• [The exercise]: The entries need to be copied exactly.

+++ Given records

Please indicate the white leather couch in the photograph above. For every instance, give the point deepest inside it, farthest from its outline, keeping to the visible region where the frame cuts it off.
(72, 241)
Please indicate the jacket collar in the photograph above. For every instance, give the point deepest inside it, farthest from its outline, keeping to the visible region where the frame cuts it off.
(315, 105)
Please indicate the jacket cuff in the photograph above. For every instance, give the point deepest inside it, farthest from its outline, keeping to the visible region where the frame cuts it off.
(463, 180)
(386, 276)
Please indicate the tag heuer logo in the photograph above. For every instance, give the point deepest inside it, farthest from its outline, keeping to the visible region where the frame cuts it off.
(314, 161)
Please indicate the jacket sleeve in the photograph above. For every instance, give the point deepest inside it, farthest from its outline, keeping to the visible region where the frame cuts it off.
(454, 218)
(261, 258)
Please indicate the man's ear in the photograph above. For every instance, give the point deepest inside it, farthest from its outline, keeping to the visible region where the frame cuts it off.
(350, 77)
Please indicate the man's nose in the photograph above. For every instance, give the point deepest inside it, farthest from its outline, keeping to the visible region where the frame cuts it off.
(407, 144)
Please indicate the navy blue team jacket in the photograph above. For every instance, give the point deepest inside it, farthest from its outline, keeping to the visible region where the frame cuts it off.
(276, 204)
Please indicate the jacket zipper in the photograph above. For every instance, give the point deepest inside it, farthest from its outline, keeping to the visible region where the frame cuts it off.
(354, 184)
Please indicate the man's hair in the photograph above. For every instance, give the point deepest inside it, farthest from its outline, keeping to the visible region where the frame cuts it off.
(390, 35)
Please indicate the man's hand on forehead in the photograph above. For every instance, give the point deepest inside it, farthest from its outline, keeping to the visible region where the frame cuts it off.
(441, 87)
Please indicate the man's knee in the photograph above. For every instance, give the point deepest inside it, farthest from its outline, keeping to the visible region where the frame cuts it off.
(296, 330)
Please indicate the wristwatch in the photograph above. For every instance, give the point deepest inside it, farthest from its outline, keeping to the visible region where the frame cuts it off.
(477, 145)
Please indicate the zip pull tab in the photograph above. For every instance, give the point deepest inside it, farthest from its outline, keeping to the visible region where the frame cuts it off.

++++++

• [Answer to the problem]:
Please indicate the white leather couch in the photograph above. For every instance, give the point deepest inside it, farthest from its outline, keeping to the visible region where the frame cuts it off.
(72, 241)
Please indicate the jacket collar in the photograph above. For every instance, give the point deepest inside it, farthest from its outline, keeping to the visible region where the frame cuts it off.
(315, 105)
Please indicate the jacket cuff in the photograph above. For every instance, give the point deepest inside it, farthest from its outline, keeping to the visible region where the frame cuts it off.
(463, 180)
(386, 276)
Please indicate the tag heuer logo in the photograph above. For every instance, give the point deepest inside it, farthest from its outline, keeping to the visible region where the frame cuts it off.
(314, 161)
Please indicate the jacket sleeve in the photograph above. For every instance, give the point deepest inside it, farthest from its outline, keeping to the visible region where the frame cuts it off.
(454, 218)
(261, 258)
Please indicate the man's ear in the photograph above. For every instance, give the point deepest inside it, farthest from its outline, keeping to the visible region where the frame cuts it off.
(350, 77)
Please indicate the man's nose in the photograph above. For every instance, give the point deepest inside it, farthest from its outline, keeping to the visible region where the frame cuts it off.
(407, 144)
Please indicate the navy blue team jacket in the photograph above. For every instance, give the point deepest inside it, farthest from its outline, keeping to the visible region where the frame cuts it off.
(276, 204)
Please indicate the jacket zipper in the photograph above. For every instance, give the point deepest inside it, farthest from its outline, keeping to the visible region where the frame cuts it off.
(354, 184)
Please indicate the man's hair in the photograph above. For every instance, give the point deepest inside it, farthest from its outline, keeping to the visible region where the frame cuts it off.
(390, 35)
Please indicate the man's hand on forehead in the photograph above. For every instance, give the point deepest inside it, farthest from its outline, keeping to the visible region where the frame cuts it off.
(441, 87)
Please indicate the man's knee in the photograph above. For every instance, give the point deepest inside it, farthest from its outline, keeping to the visible region where the frame cuts it off.
(296, 330)
Please indicate the wristwatch in the photograph above. For every instance, give the point deepest inside it, farthest from its outline, keeping to the visible region where the frame cuts it off.
(477, 145)
Please indicate the zip pull tab in the photograph above. For every instance, give the point deepest inside it, farthest from its outline, keeping to the visible region where the frame cuts it off.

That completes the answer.